*Work instructions*
Could you convert every line of the entries below into a Markdown table with the columns Row and Text, numbering each row and leaving out blank lines?

*Source data*
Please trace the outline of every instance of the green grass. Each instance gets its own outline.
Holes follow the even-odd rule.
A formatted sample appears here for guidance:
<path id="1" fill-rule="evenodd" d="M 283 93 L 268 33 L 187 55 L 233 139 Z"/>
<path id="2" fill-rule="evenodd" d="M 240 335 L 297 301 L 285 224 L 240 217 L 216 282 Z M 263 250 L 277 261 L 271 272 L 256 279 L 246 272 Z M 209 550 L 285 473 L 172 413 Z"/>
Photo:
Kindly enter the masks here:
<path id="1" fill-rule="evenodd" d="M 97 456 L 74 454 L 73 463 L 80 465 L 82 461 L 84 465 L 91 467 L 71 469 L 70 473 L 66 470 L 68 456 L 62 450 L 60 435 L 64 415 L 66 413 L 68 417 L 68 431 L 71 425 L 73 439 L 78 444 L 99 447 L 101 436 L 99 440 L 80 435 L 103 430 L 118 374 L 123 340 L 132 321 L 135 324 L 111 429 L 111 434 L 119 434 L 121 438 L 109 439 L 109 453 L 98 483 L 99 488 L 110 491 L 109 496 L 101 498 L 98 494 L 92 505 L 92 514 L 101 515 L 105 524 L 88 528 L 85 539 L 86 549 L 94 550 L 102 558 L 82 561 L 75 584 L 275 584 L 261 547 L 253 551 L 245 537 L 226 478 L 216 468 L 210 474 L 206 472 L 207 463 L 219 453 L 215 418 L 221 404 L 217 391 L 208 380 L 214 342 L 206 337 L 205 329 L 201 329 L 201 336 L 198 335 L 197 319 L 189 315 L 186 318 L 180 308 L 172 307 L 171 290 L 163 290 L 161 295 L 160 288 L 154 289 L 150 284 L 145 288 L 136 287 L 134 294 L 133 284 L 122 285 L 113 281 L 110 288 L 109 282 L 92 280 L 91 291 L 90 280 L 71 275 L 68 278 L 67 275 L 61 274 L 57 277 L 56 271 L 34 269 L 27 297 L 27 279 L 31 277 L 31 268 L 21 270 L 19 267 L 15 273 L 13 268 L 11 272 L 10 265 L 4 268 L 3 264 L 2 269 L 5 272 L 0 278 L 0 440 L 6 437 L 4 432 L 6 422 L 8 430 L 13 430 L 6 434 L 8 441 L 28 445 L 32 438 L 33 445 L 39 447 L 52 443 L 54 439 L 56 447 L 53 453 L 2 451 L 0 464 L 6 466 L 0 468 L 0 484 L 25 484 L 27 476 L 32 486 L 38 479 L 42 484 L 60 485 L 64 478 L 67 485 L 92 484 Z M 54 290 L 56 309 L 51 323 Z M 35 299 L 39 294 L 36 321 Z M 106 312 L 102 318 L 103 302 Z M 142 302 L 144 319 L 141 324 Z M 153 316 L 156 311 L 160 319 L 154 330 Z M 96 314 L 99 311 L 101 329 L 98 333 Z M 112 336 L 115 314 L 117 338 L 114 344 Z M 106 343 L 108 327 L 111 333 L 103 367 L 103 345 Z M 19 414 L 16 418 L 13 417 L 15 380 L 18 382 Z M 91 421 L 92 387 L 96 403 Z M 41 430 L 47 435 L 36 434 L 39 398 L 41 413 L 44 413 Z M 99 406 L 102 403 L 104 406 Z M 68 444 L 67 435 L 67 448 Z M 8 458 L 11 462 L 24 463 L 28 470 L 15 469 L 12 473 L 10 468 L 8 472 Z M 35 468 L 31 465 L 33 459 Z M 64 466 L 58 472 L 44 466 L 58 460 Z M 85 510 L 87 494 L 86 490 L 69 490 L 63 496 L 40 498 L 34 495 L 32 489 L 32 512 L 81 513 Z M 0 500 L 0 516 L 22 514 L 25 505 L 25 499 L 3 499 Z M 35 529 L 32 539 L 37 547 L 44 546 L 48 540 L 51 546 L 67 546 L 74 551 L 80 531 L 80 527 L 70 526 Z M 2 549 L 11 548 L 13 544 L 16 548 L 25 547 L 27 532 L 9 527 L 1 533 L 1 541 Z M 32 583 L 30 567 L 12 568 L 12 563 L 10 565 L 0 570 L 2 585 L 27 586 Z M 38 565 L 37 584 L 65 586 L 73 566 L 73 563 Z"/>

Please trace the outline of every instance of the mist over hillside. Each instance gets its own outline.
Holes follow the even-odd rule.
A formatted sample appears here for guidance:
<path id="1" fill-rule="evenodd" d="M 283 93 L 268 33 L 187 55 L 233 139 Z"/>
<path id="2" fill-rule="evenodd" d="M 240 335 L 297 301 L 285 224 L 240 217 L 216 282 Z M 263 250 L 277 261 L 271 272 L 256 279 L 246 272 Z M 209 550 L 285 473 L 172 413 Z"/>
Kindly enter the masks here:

*Exercise output*
| Row | Text |
|---|---|
| 1 | Please trace the outline of every instance of the green grass. Each instance gets its own outline. |
| 2 | Holes follow the even-odd rule. |
| 3 | A formatted sample appears here for guidance: |
| 4 | <path id="1" fill-rule="evenodd" d="M 283 93 L 268 33 L 187 55 L 233 139 Z"/> |
| 5 | <path id="2" fill-rule="evenodd" d="M 240 335 L 297 301 L 285 224 L 240 217 L 216 282 Z M 263 250 L 277 261 L 271 272 L 256 279 L 246 272 Z M 209 550 L 285 473 L 172 413 Z"/> |
| 6 | Photo: |
| 7 | Kindly enter the masks here: |
| 8 | <path id="1" fill-rule="evenodd" d="M 97 456 L 74 454 L 73 463 L 80 465 L 82 461 L 84 465 L 91 467 L 71 469 L 70 473 L 66 470 L 68 456 L 62 450 L 60 435 L 64 415 L 66 413 L 68 417 L 68 431 L 71 425 L 73 439 L 78 444 L 99 447 L 101 436 L 99 440 L 80 435 L 103 430 L 118 374 L 123 340 L 132 321 L 135 324 L 111 429 L 111 434 L 119 434 L 121 438 L 109 439 L 109 453 L 98 483 L 99 488 L 110 491 L 109 496 L 101 498 L 98 494 L 92 505 L 92 514 L 101 515 L 105 524 L 88 528 L 85 539 L 86 549 L 94 550 L 102 558 L 82 561 L 75 584 L 275 584 L 261 547 L 253 551 L 245 537 L 226 478 L 216 468 L 210 474 L 206 472 L 207 463 L 219 453 L 215 418 L 221 404 L 217 391 L 208 380 L 214 342 L 206 337 L 205 329 L 201 329 L 201 336 L 198 335 L 197 319 L 189 315 L 186 318 L 180 308 L 172 307 L 171 290 L 163 290 L 161 295 L 160 288 L 154 289 L 150 284 L 145 288 L 136 287 L 134 294 L 133 284 L 122 285 L 113 281 L 110 288 L 109 282 L 92 280 L 91 291 L 90 280 L 71 275 L 68 278 L 67 275 L 61 274 L 57 277 L 56 271 L 34 269 L 27 297 L 27 279 L 31 277 L 31 268 L 21 270 L 19 267 L 15 273 L 13 268 L 11 272 L 10 265 L 4 268 L 3 264 L 2 269 L 5 272 L 0 278 L 0 440 L 6 437 L 4 432 L 6 422 L 8 430 L 13 430 L 6 434 L 8 441 L 28 445 L 32 438 L 33 445 L 39 447 L 52 443 L 54 439 L 56 447 L 53 453 L 2 451 L 0 464 L 6 466 L 0 468 L 0 484 L 25 484 L 27 476 L 32 486 L 38 479 L 42 484 L 60 485 L 64 478 L 67 485 L 92 484 Z M 54 290 L 56 309 L 51 323 Z M 35 299 L 39 294 L 36 321 Z M 106 312 L 102 318 L 103 302 Z M 142 302 L 144 319 L 141 324 Z M 153 316 L 156 311 L 160 319 L 154 330 Z M 96 314 L 99 311 L 101 329 L 98 333 Z M 112 336 L 115 314 L 117 338 L 114 344 Z M 106 343 L 108 327 L 111 333 L 103 367 L 103 345 Z M 19 414 L 16 418 L 13 417 L 15 380 L 18 382 Z M 91 421 L 92 387 L 96 403 Z M 41 430 L 47 435 L 36 434 L 39 398 L 41 413 L 44 413 Z M 99 406 L 102 403 L 104 406 Z M 68 444 L 67 435 L 67 448 Z M 8 458 L 11 462 L 24 463 L 28 470 L 15 469 L 12 473 L 10 468 L 8 472 Z M 35 468 L 31 465 L 33 459 Z M 64 466 L 58 472 L 44 466 L 58 460 Z M 85 510 L 87 494 L 86 490 L 69 490 L 63 496 L 40 498 L 34 495 L 32 489 L 32 512 L 81 513 Z M 0 500 L 0 516 L 22 514 L 25 505 L 25 499 L 3 499 Z M 35 529 L 32 539 L 37 547 L 44 546 L 48 540 L 51 546 L 67 546 L 74 551 L 80 531 L 80 527 L 70 526 Z M 2 549 L 11 548 L 13 544 L 16 548 L 25 547 L 27 532 L 9 527 L 1 533 L 1 541 Z M 32 583 L 30 567 L 12 568 L 12 563 L 10 565 L 0 570 L 2 585 L 27 586 Z M 38 565 L 37 584 L 65 586 L 73 566 L 73 563 Z"/> |
| 9 | Please trace the outline of every instance of the mist over hillside. Each instance gets its own outline. |
| 10 | Holes follow the even-odd rule. |
| 11 | A formatted sample appears here for guidance: |
| 12 | <path id="1" fill-rule="evenodd" d="M 283 93 L 268 33 L 187 55 L 233 139 Z"/> |
| 13 | <path id="2" fill-rule="evenodd" d="M 240 335 L 297 301 L 285 224 L 240 217 L 216 282 Z M 263 250 L 277 261 L 271 272 L 256 279 L 246 272 Z M 209 550 L 285 473 L 172 413 Z"/> |
| 14 | Kindly enter the masks here: |